## [WHAT YOU SHOULD DO]
All entries shown below should be duplicated character for character.
BEGIN TASK DATA
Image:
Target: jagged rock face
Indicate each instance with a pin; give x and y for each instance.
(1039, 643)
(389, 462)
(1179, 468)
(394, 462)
END TASK DATA
## [RESPONSE BOX]
Image:
Target: jagged rock face
Indicate each instance with a pin; give x and y for each instance.
(1039, 643)
(389, 462)
(1179, 468)
(394, 462)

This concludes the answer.